(Short task) Reproduce the entries from the line containing "The client would like the floral" through the line containing "[115,56,218,173]", changing every "client" to "customer" and leaving all else unchanged. Give only those lines.

(Record set)
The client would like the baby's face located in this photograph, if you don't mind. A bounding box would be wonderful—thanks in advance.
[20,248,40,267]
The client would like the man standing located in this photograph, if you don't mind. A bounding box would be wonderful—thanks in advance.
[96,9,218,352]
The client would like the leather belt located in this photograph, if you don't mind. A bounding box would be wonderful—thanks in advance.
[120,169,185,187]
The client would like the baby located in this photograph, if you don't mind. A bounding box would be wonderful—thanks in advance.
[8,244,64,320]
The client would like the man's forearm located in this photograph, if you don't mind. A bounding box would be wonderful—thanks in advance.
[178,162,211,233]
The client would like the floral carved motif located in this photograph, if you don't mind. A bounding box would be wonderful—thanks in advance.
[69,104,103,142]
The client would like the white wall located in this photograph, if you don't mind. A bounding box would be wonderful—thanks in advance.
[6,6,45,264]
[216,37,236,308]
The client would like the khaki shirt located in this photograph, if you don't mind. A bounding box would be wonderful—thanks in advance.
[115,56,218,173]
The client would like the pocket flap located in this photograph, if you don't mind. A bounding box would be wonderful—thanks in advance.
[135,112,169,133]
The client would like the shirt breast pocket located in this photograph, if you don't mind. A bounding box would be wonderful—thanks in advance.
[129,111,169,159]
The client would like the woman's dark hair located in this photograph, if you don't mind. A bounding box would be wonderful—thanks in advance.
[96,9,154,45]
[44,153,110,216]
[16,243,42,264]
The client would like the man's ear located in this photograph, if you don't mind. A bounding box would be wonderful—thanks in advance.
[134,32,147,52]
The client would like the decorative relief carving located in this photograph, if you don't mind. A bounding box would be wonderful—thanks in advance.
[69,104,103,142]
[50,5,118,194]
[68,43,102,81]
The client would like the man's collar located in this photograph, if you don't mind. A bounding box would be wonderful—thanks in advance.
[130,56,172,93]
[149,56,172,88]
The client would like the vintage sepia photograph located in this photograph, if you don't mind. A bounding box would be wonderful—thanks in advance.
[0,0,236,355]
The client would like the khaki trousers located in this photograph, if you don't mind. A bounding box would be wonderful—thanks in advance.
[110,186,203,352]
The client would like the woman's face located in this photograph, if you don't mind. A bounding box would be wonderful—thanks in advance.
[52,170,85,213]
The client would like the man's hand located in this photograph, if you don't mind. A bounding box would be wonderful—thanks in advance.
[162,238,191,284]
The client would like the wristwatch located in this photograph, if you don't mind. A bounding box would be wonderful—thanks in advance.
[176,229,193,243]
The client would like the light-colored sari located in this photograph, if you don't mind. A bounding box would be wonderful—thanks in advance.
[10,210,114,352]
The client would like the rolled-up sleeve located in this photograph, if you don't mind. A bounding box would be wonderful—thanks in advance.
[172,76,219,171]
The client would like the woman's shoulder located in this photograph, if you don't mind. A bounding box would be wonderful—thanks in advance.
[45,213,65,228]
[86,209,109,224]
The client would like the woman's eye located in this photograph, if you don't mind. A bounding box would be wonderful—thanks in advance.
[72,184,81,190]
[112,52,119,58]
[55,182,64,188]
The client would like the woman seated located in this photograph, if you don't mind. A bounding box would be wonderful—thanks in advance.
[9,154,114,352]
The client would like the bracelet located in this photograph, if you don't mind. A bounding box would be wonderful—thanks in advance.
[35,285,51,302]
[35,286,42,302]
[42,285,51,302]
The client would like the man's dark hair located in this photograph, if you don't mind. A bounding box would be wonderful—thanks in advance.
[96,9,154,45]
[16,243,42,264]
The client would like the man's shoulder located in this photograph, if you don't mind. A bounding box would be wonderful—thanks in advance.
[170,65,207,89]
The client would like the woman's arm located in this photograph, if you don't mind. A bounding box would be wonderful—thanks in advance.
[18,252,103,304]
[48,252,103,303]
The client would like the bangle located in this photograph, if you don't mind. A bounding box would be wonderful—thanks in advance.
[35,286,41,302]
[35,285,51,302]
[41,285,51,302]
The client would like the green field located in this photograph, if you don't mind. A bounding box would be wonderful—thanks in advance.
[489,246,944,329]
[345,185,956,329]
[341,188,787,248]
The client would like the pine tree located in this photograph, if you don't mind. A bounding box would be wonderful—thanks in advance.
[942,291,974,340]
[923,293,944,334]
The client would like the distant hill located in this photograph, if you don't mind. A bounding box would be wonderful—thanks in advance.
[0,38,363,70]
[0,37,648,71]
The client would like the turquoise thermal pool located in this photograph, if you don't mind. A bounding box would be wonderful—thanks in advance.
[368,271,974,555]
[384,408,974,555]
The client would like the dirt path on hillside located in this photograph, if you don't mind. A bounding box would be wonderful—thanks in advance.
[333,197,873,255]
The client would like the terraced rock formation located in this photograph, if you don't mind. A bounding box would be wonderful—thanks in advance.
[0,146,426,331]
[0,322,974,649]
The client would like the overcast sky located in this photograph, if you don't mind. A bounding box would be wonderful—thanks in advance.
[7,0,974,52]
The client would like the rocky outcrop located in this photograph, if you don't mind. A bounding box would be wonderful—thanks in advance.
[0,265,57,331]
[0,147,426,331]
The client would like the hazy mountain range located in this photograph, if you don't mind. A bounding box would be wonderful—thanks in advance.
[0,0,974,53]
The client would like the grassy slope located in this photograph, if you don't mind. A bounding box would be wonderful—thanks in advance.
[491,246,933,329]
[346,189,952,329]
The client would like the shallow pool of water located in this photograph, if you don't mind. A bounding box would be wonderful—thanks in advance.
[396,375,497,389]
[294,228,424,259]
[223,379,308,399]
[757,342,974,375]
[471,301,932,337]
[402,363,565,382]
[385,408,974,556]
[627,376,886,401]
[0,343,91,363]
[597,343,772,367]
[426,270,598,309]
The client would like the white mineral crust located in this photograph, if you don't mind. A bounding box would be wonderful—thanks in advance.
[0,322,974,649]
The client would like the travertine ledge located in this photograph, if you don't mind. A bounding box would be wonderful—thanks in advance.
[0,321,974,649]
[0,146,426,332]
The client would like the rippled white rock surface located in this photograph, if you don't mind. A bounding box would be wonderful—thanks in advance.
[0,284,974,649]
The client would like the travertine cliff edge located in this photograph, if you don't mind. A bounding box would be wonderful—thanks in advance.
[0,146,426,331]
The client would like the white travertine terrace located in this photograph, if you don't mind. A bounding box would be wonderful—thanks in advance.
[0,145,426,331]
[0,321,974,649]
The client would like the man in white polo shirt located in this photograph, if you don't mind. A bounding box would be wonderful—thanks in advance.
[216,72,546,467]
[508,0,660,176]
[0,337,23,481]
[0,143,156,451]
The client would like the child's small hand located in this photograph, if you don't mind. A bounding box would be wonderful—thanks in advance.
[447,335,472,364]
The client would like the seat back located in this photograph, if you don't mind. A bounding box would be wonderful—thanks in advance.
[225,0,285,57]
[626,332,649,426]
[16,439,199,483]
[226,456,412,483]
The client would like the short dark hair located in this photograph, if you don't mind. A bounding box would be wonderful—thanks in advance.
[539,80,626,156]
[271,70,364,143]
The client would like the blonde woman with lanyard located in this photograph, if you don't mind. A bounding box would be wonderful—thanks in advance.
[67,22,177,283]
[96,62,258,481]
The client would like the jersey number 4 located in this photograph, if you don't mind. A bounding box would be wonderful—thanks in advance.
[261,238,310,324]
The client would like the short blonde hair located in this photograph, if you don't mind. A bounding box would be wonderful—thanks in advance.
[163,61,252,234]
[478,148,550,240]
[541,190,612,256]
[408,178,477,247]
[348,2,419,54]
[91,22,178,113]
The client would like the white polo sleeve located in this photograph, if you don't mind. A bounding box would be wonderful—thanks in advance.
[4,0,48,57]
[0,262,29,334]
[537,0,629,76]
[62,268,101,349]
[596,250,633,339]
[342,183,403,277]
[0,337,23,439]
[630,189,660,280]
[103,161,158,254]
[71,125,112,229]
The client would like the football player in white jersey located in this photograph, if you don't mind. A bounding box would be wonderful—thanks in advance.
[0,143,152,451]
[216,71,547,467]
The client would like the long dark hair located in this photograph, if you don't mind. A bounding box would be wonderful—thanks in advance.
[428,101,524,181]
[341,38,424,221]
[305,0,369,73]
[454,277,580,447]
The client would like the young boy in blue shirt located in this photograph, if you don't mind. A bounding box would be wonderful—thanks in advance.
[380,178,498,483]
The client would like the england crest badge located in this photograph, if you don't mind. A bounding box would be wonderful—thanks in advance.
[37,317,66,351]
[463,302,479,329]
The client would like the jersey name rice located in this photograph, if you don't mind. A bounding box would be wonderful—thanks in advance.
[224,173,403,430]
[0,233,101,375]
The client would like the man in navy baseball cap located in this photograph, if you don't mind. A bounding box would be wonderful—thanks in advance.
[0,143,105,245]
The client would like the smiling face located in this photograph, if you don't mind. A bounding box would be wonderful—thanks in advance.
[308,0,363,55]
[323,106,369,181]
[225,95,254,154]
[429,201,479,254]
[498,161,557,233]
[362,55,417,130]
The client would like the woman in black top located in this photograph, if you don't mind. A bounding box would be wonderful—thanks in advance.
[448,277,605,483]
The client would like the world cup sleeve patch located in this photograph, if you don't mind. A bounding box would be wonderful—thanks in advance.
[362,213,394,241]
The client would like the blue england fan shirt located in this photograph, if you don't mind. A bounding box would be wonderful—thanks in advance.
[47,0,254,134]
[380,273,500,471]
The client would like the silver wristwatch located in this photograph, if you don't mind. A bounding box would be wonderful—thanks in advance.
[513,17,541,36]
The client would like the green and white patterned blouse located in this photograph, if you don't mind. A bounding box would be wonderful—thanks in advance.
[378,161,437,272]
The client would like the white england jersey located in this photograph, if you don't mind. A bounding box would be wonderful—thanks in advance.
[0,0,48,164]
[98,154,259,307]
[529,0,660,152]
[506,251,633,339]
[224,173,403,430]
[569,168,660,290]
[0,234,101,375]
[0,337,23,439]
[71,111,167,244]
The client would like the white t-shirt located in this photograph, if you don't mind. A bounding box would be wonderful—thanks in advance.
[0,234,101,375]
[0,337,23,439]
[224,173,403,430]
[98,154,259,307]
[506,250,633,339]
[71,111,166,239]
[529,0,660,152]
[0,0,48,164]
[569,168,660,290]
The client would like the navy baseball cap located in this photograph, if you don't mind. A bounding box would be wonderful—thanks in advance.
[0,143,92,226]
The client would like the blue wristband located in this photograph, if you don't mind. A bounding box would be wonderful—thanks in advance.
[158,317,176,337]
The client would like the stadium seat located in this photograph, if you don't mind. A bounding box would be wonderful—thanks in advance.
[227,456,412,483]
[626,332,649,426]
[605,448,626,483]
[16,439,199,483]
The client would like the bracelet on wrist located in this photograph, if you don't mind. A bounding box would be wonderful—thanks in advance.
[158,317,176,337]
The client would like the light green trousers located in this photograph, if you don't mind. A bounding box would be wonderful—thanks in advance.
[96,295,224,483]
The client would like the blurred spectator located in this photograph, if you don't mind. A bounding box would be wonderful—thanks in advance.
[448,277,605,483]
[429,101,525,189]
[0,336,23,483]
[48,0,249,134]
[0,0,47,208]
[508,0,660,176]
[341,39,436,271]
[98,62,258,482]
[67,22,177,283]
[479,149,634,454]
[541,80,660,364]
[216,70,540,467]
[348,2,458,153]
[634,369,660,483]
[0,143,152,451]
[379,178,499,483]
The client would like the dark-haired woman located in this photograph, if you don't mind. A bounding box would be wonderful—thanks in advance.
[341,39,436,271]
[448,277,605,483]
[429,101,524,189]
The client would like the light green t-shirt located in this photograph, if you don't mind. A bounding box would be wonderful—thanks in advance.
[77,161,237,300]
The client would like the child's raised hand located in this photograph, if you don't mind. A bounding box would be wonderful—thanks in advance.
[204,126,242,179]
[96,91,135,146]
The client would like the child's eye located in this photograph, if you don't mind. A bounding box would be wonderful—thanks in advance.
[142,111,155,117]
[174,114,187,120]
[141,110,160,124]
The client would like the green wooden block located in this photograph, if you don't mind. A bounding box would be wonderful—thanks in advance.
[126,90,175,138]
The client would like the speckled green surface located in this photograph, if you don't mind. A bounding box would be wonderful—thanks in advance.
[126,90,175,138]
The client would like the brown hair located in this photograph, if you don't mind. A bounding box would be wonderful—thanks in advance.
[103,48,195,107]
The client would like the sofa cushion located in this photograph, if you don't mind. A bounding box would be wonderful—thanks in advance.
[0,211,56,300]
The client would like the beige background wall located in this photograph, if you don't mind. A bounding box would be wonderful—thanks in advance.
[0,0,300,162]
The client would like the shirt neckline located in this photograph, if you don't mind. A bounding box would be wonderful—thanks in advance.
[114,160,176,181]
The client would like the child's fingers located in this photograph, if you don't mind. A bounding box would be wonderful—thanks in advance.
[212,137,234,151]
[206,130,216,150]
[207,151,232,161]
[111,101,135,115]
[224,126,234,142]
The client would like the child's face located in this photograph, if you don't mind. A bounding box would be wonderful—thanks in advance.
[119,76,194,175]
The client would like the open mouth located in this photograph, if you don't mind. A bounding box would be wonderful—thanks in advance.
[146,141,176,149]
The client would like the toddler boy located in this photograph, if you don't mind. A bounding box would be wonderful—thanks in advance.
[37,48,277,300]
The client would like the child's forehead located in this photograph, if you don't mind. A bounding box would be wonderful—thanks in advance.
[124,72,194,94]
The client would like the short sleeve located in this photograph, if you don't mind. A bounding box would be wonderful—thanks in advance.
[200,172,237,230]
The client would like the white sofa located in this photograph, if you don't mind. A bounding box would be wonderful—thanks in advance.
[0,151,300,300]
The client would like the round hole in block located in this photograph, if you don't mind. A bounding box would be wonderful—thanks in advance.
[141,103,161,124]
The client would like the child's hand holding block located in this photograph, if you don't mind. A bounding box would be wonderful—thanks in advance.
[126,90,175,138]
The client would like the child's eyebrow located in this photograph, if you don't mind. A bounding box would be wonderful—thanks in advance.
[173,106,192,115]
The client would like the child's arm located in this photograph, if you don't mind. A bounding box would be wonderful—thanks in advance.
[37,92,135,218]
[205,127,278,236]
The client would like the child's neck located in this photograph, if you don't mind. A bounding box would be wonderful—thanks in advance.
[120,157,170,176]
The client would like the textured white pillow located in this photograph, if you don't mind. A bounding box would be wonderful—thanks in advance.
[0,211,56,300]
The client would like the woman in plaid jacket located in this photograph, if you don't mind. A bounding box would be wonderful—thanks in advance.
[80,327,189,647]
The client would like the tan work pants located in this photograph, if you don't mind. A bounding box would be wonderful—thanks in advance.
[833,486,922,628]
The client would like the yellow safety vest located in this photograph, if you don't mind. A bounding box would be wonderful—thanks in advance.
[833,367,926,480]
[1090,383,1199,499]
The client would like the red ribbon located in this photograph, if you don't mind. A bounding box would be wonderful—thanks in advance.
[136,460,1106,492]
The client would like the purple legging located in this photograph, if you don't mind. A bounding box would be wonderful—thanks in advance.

(Exercise result)
The customer would like the floral carved motif located in this photograph, if you don't mind. A bounding box would be wonderful—thanks in advance.
[69,104,103,142]
The customer would like the white wall located in this photograph, if you don't mind. A bounding box would be wonderful—thanks in advance.
[6,6,45,264]
[216,37,236,308]
The customer would like the khaki shirt located in this photograph, if you don't mind. A bounding box would be wonderful—thanks in advance.
[115,56,218,173]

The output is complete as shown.